Start of Document excerpt
David Ogilvy, hailed as the “Father of Advertising”, was a Scotsman who worked as a farmer and a French chef before moving to New York to open an advertising agency. He was an advertising pioneer and his advice still rings true today, 70 years after his book Confessions of an Advertising Man was first published.

The book is part-autobiographical. It is written in a light, conversational style, and sprinkled with lists: dos and don’ts for everything from how to get and keep clients, to how to write potent copy and how to manage an advertising business. Ogilvy emphasizes that good business requires hard work, being well-prepared, and building strong interpersonal relationships with clients by being intellectually honest and reliable.

Ogilvy gives tips about how to attract buyers, as well as how to get the right clients. His rules for choosing clients include:

  • being proud of and using clients’ products
  • working with companies that appreciate what you do for them
  • having a single person responsible for each campaign
  • not working with associations/boards of decision-makers
  • making friends with your clients and buying shares in their company.

His opinion on creativity would be considered contentious today: he believes that the word should be expunged from one’s vocabulary, and that teamwork is “bunkum”; there are good and bad writers, that’s all. A good advertising campaign is not one that is clever or artful, but one that sells; the artifice of the advertiser must be concealed.

A good marketing campaign:

  • says the right things, regardless of how
  • gives facts
  • centres on a great idea
  • is contemporary (hire young copywriters, says Ogilvy)
  • has a unique voice
  • repeats until it stops pulling
  • builds a brand image
  • uses photographs to arouse curiosity and compel the audience to read the copy
  • is not copied from someone else.

Discounts and special deals do not create a solid money-making client base, as the purpose of advertising is to have more repeat buyers, more loyal buyers. And the most important point about a good campaign is to never write an advertisement you wouldn’t want your own family to read.

There is also an almost 2-page list of advice on making long copy more readable, including:

– use bullets or numbering for unrelated points (You see what I did there?)

– use type 10+ serif type

– use bold or italic for key paragraphs

– never set copy in reverse (white type on black background)

– never set your advert entirely in capital letters, and

– never “deface your illustration by printing your headline over it”.

There is even a chapter with specific advice for food products, tourist destinations and proprietary medicines, most of which is still usable (and often ignored to companies’ peril) today.

It is important to note that Ogilvy was not a self-made man, despite him making himself sound like one. On page 51 he tells the reader how his elder brother, a Managing Director of Mather & Crowther Ltd. (a large advertising agency) augmented Ogilvy’s capital and lent him the company’s name and clout. Ogilvy was an excellent businessman and a hard-working man but he came from a rich and educated background and built on that.

And he built well and hard. Ogilvy’s advertising agency still exists, albeit under a new name, 73 years later. Ogilvy’s advice continues being at the core of all advertising, and it can also be applied to general business practice.

A final thought of Ogilvy’s that bears repeating no matter what industry you are in:

Big ideas are usually simple ideas.

So a question for you, the reader: which books do you swear by in your line of work?
End of Document excerpt
Prompt ::
Repeat the passage of the review of Ogilvy's book that begins at the words "It is important" and stops after "built on that.", swapping "elder brother" for "older brother". None of the lines are needed here.
Start of The data
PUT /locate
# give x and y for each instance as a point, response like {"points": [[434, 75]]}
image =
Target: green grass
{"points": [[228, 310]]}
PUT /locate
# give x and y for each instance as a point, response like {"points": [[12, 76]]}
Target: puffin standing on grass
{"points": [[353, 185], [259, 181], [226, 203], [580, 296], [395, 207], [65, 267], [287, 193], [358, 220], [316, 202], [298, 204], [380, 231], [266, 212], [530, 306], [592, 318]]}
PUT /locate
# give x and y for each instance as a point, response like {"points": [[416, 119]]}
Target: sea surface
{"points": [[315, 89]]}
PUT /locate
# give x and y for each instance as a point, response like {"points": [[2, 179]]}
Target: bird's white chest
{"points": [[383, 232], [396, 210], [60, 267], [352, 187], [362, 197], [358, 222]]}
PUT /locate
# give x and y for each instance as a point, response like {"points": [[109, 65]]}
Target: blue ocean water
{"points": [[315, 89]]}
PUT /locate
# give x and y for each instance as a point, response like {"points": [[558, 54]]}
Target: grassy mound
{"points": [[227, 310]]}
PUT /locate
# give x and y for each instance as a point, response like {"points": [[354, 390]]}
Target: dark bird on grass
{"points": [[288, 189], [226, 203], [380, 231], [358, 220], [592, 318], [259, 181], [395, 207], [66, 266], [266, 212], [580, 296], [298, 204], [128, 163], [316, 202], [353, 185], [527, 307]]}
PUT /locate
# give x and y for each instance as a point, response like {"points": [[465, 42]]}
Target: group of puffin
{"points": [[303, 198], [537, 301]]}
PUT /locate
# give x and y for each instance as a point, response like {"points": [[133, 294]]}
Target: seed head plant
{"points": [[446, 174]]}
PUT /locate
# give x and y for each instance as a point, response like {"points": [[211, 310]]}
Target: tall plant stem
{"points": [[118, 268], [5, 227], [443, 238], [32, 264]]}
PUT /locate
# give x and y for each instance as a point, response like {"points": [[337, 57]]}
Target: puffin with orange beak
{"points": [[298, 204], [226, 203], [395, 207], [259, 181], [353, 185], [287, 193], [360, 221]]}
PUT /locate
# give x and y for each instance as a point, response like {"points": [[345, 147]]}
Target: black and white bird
End of The data
Your solution ::
It is important to note that Ogilvy was not a self-made man, despite him making himself sound like one. On page 51 he tells the reader how his older brother, a Managing Director of Mather & Crowther Ltd. (a large advertising agency) augmented Ogilvy’s capital and lent him the company’s name and clout. Ogilvy was an excellent businessman and a hard-working man but he came from a rich and educated background and built on that.